## Exercise task
Pick out every line in the listing below that contains the word "window", and copy each one.

## Dataset extract
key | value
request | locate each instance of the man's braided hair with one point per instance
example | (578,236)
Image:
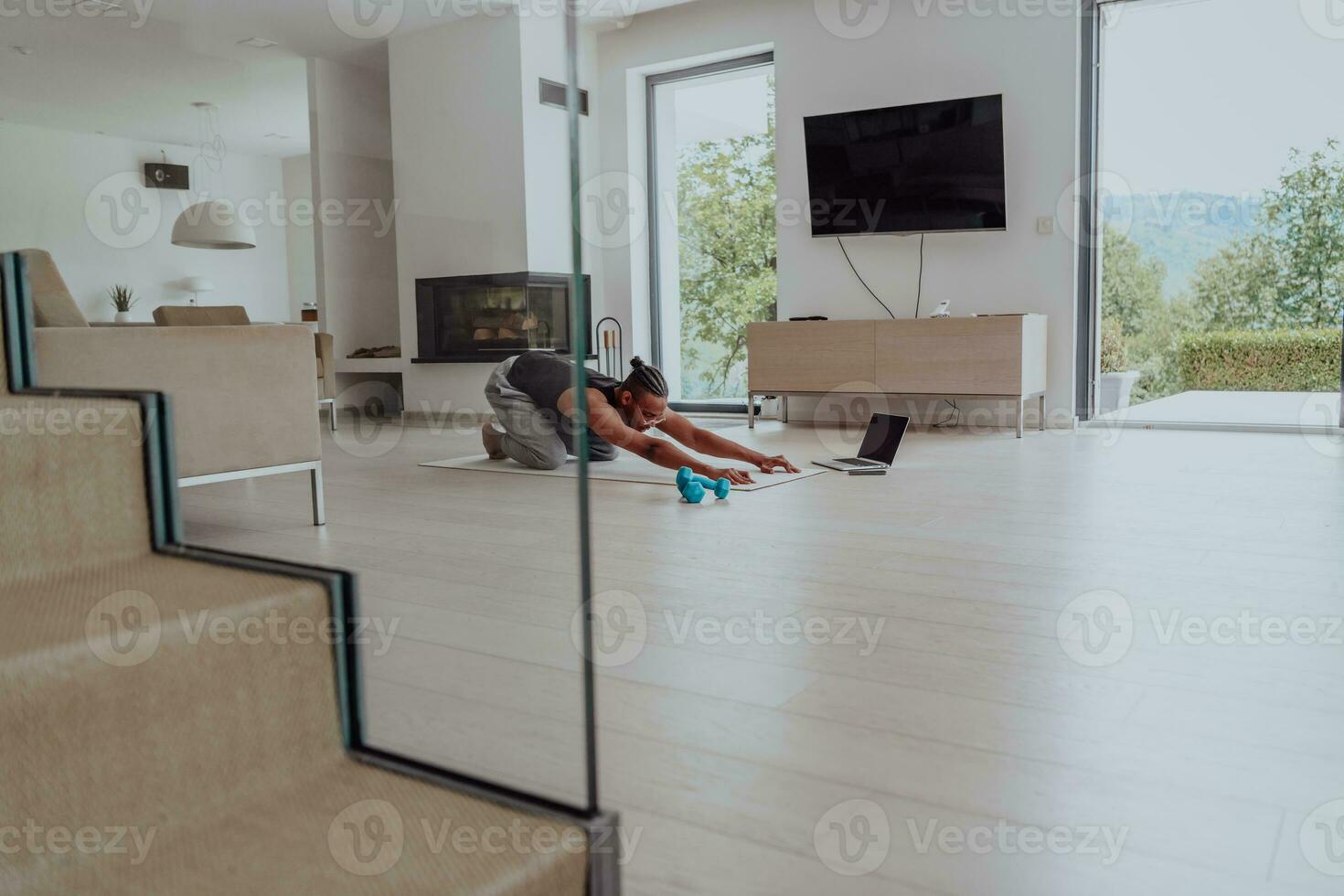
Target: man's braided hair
(645,379)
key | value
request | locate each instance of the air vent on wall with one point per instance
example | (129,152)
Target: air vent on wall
(552,94)
(160,175)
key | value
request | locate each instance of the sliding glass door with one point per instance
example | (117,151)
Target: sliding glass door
(712,235)
(1221,226)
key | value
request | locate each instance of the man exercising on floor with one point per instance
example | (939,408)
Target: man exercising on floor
(532,395)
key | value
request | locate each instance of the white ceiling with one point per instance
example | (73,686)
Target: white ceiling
(134,73)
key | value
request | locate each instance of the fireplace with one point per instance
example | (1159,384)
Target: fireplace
(489,317)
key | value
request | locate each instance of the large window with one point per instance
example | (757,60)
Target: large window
(1221,211)
(711,165)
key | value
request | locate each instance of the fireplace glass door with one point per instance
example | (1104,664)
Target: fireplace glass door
(484,318)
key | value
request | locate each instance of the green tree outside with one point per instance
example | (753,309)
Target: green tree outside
(1286,274)
(728,251)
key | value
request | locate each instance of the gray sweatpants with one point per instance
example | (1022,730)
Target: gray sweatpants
(532,435)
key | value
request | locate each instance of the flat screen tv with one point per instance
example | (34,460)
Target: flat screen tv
(907,169)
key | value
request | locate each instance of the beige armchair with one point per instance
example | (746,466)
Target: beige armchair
(242,397)
(237,316)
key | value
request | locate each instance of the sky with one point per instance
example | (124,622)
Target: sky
(720,106)
(1210,94)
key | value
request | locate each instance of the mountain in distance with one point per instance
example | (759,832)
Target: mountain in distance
(1183,228)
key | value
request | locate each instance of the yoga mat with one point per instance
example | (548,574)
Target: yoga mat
(626,468)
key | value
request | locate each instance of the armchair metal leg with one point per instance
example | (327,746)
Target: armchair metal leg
(315,480)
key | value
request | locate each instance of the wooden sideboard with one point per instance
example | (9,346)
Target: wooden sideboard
(928,357)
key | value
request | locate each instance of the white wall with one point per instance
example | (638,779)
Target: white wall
(481,169)
(351,136)
(48,179)
(457,142)
(1029,59)
(300,251)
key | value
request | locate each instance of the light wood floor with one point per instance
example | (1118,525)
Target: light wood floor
(726,759)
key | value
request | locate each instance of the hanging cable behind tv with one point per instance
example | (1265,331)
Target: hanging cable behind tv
(918,285)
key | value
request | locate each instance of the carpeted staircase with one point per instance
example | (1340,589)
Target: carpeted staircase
(169,718)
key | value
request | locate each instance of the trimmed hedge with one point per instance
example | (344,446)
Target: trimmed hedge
(1306,360)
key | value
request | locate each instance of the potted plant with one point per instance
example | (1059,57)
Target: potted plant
(123,297)
(1117,380)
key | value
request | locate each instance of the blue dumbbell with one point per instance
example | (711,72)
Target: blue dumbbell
(692,486)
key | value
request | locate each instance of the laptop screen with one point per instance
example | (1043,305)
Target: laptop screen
(883,437)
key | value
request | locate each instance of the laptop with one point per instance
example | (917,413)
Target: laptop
(878,449)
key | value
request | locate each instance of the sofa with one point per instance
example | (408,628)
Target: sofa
(208,766)
(243,398)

## Exercise result
request | locate each instance of the large window with one point per instance
Target: large window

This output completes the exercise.